相続登記が義務化 期限は3年以内に申請

堺市の司法書士の植田麻友さんに解説してもらったよ

連載・コラム地元ニュース

6/22/2025

司法書士事務所Mayの植田麻友さん

はじめまして。司法書士・行政書士の植田麻友と申します。堺市にある司法書士事務所Mayの代表として、現在までに市内を中心に900社以上の会社に関与してきました。家業の倒産・廃業を経験したことから、知識で人を支えたいと思い司法書士を志しました。中小企業やご家族に寄り添う法務サポートを大切にしています。

相続登記が義務化

2024年4月から、相続登記が義務化されました。従来は任意で、放置しても法的な罰則はありませんでしたが、新制度では、相続人が相続を知った日から3年以内に登記を申請しなければなりません。違反した場合は10万円以下の過料が科される可能性があります。

不動産を相続した人は、2024年4月以降だけでなく、それ以前に発生した相続も対象です。たとえば2020年に被相続人が亡くなった場合でも、その不動産は2027年4月1日までに相続登記を行う必要があります。

【新制度の要点】

・2024年4月から相続登記が義務化された
・不動産を相続した人は、取得を知った日から3年以内に登記申請が必要
・不動産の所有者が死亡した場合、相続人が名義変更(相続登記)を行う必要がある
・2024年4月以前の相続も対象となる
・2024年4月以前に死亡した人の不動産は、2027年4月1日までに登記申請が必要

義務化の背景にある社会的課題

かつては相続登記を行わず、名義が故人のままの不動産も多く見られました。名義が放置されることで、現在の所有者が分からず、管理責任の所在も不明瞭になります。その結果、空き家や放置地が防災・防犯・景観面での地域課題となっており、これらの解消を目指して相続登記が義務化された背景があります。

[ポインティング用データセットの項目]:
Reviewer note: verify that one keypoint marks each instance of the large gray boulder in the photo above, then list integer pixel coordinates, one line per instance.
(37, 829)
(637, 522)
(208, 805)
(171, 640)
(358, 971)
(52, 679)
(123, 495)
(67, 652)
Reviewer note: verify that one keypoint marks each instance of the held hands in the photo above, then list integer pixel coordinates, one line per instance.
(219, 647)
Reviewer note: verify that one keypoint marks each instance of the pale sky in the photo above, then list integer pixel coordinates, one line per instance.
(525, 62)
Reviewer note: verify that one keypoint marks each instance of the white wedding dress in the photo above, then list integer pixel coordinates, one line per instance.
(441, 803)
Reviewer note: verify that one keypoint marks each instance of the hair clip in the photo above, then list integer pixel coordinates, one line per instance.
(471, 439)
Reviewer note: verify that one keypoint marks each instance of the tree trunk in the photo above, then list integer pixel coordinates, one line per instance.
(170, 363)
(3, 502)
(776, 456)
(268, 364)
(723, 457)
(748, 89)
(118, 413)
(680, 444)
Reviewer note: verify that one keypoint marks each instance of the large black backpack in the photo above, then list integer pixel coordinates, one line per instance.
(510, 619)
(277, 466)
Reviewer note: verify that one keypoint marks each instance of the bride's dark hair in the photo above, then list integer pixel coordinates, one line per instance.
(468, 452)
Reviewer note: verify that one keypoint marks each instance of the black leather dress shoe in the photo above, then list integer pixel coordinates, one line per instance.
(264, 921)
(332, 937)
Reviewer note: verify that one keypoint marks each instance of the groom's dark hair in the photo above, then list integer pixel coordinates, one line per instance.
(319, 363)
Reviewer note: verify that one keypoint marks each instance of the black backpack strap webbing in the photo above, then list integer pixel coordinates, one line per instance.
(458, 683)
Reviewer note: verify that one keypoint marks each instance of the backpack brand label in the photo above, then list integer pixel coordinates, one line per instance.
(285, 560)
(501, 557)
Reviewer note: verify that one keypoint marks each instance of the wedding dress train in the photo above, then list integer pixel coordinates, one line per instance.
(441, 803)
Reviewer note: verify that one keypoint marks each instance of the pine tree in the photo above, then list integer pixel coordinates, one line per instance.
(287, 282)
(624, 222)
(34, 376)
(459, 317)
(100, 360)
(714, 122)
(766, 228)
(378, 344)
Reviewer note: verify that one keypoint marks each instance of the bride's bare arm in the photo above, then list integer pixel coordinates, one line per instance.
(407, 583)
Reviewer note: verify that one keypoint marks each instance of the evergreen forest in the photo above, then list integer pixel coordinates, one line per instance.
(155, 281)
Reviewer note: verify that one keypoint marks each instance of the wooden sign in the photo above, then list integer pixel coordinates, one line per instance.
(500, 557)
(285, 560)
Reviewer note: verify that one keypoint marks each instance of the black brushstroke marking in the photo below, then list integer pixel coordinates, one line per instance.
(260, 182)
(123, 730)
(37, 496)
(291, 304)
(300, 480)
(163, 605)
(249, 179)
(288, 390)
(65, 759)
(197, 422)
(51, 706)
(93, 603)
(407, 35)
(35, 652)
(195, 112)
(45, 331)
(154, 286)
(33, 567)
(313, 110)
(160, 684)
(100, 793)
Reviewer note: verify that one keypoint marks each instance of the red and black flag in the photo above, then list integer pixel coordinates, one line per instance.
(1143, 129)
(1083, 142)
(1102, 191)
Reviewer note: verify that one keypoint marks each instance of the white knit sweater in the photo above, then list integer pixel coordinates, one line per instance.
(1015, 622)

[課題]:
#1 相続登記の記事の内容を2文で要約してください。
#2 相続登記の記事をもとに、次の問いに答えてください。
(a) 相続登記の義務に違反した場合に科される可能性がある過料はいくら以下ですか。
(b) 植田麻友さんがこれまでに関与してきた会社は何社以上ですか。
(c) 2020年に被相続人が亡くなった場合、その不動産の相続登記はいつまでに行う必要がありますか。
このリストは相続登記の記事とは別の資料です。

[解答]:
#1 2024年4月から相続登記が義務化され、相続人は相続を知った日から3年以内に登記を申請しなければならず、違反すると10万円以下の過料が科される可能性があります。2024年4月より前の相続も対象で、その不動産は2027年4月1日までに申請が必要であり、義務化の背景には、名義が故人のまま放置されて所有者や管理責任が不明瞭になり、空き家や放置地が地域課題となっていることがあります。

#2
(a) 10万円以下
(b) 900社以上
(c) 2027年4月1日まで